- [Required work]: Repeat the records verbatim and leave the pictures out of your copy.

- [Point placement records]:
- - -

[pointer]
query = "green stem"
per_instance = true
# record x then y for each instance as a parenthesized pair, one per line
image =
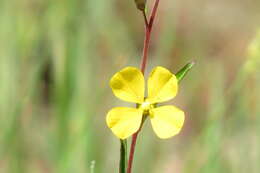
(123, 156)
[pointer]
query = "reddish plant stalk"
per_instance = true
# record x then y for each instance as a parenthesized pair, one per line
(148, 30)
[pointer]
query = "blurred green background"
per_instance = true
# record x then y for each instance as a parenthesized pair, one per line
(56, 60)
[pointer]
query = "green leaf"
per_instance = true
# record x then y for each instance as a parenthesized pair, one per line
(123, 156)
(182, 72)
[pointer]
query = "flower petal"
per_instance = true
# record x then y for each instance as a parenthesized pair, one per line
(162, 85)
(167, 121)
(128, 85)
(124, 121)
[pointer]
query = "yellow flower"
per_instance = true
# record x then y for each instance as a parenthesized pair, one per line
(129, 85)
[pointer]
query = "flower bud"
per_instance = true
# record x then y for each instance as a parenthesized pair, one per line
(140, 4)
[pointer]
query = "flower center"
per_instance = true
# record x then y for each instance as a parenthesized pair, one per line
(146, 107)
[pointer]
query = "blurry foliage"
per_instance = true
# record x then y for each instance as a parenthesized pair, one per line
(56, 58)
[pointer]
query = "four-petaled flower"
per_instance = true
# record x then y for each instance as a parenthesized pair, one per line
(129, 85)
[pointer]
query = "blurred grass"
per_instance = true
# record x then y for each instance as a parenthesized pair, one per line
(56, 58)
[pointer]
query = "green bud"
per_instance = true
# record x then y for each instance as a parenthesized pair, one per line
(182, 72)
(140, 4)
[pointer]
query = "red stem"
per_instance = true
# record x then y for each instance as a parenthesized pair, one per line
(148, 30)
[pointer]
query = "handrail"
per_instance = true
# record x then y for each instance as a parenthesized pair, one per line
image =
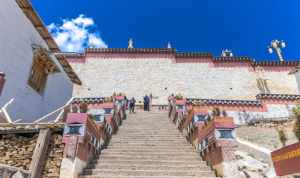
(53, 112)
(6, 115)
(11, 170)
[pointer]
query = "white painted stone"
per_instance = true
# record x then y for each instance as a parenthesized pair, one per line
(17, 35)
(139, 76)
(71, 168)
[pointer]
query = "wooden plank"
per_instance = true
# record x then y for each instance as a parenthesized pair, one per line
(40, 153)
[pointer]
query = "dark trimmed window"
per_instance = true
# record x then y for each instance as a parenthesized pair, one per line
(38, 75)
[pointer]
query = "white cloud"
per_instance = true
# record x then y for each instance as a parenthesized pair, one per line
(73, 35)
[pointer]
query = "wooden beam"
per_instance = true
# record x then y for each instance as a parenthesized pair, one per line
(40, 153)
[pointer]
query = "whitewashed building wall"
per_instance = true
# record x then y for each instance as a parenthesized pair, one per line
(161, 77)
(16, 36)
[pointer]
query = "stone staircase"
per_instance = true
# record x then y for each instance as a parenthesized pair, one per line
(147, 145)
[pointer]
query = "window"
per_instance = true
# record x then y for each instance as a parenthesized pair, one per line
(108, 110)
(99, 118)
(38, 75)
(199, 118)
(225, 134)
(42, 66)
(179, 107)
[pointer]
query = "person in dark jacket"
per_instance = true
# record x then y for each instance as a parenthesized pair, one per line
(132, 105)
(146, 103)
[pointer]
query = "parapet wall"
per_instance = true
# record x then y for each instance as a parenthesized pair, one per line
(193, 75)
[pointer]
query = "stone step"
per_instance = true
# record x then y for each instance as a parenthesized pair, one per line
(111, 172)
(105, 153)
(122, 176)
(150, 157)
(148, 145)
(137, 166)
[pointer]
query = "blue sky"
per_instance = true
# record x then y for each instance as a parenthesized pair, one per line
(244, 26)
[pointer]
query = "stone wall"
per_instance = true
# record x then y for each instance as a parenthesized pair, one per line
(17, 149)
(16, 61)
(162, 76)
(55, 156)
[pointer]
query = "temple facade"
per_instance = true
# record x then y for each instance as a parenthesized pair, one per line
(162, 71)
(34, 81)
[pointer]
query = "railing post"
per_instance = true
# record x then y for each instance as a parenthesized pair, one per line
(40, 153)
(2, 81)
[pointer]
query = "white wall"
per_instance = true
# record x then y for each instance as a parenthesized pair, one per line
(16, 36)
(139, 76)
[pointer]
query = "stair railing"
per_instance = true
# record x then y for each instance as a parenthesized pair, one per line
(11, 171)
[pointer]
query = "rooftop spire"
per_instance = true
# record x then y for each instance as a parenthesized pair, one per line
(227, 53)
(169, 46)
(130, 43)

- - -

- [Task response]:
[pointer]
query = "green stem"
per_instance = true
# record x then y for each instance as a parenthesized pair, one per line
image =
(123, 156)
[pointer]
query = "reddish plant stalk"
per_instance = true
# record x then y for each instance as a parenthesized pair, one per line
(148, 30)
[pointer]
query = "blurred green background"
per_instance = true
# record x then y for each instance as a parenthesized pair, one per line
(56, 60)
[pointer]
query = "green leaf"
per_instance = true
# record x then y for each instance as a parenthesized pair, one per line
(123, 156)
(182, 72)
[pointer]
query = "flower petal"
per_instance = true
# record x then y for each instance as a parenthesized pair, one per line
(162, 85)
(167, 121)
(128, 85)
(124, 121)
[pointer]
query = "yellow flower"
per_instance = true
# record x then y for each instance as a parenthesized pair, one per line
(129, 85)
[pointer]
query = "flower bud"
per_instance = true
# record x then y for each instance as a parenthesized pair, one per line
(140, 4)
[pointer]
query = "flower center"
per_instance = true
# record x then y for each instance as a parenthesized pair, one per line
(146, 107)
[pointer]
query = "blurry foliage"
per_instance = true
# record x then y for each instance as a parenthesized pair, one per line
(56, 58)
[pointer]
query = "four-petaled flower"
per_instance = true
# record x then y for each instance as a parenthesized pair, one per line
(129, 85)
[pointer]
query = "blurred grass"
per_instance = true
# record x then y for each instance as a parenthesized pair, one per line
(56, 58)
[pointer]
query = "green bud"
per_instance = true
# record x then y for each instance as a parenthesized pair, one per line
(182, 72)
(140, 4)
[pointer]
query = "red stem"
per_instance = true
# record x then y for each instance as a parenthesized pair, one per line
(148, 30)
[pointer]
query = "handrail"
per_instance = true
# record x then y for each instance as a parenthesized pair, one per line
image =
(53, 112)
(6, 115)
(11, 170)
[pointer]
query = "white painted stone"
per_instance = true
# record x then y for each instance as a parenthesized pair, one per line
(17, 35)
(139, 76)
(71, 168)
[pointer]
query = "wooden plank"
per_instance = true
# record x then y for each instance as a parenthesized pair, one per line
(40, 153)
[pointer]
query = "dark trimmed window"
per_instance = true
# record x then y for each instance as a parenthesized pair, one per line
(38, 75)
[pointer]
query = "white cloud"
per_instance = true
# record x then y for each instance as a parenthesized pair, one per line
(73, 35)
[pointer]
query = "wooden beam"
per_instance = true
# record x then y for each instance as a parenthesized pair, one per line
(40, 153)
[pointer]
query = "whitewashed building wall"
per_instance = true
# record x then y for each instance as a parenthesized pair, one per line
(161, 77)
(16, 36)
[pointer]
query = "stone staircase"
per_instance = true
# record x then y for each instance as a parenthesized pair, one per line
(147, 145)
[pointer]
query = "window"
per_instance = true
# record x then y for each instance as a parenthesized pair, one per line
(108, 110)
(99, 118)
(38, 75)
(199, 118)
(225, 134)
(42, 66)
(179, 107)
[pointer]
query = "person in dark jacket"
per_instance = true
# record x then y for each instance as a parenthesized pair, one per line
(132, 105)
(146, 103)
[pointer]
query = "parapet wall"
per_instance = true
# record x then y for each instance as a parenthesized pair, one per line
(193, 75)
[pointer]
query = "stone step"
per_instance = true
# record x then y for each instance as a parenthesized pair, one per line
(111, 172)
(105, 153)
(122, 176)
(150, 157)
(148, 145)
(137, 166)
[pointer]
query = "blue sky"
per_instance = true
# record x then y for each instance as a parenthesized pair, one per line
(244, 26)
[pointer]
query = "stone wall"
per_instance = true
# record x then y for each instance as a parenthesized pair, one per line
(17, 149)
(16, 61)
(162, 76)
(55, 156)
[pointer]
query = "temple facade"
per_instance = true
# record x then y for each instance as a parenthesized pair, one per line
(162, 71)
(34, 81)
[pointer]
query = "railing post"
per_instance = true
# record x then y for each instance as a parenthesized pair, one per line
(40, 153)
(2, 81)
[pointer]
query = "white wall"
per_instance = true
# record x then y for each instance as a parenthesized pair, one per line
(16, 36)
(139, 76)
[pointer]
query = "stair railing"
per_instance = true
# record x then y for each instance as a parenthesized pair, one per line
(11, 171)
[pointer]
query = "rooftop spire"
per_instance = true
# record x then y for each instance as a parenthesized pair, one per line
(227, 53)
(169, 46)
(130, 43)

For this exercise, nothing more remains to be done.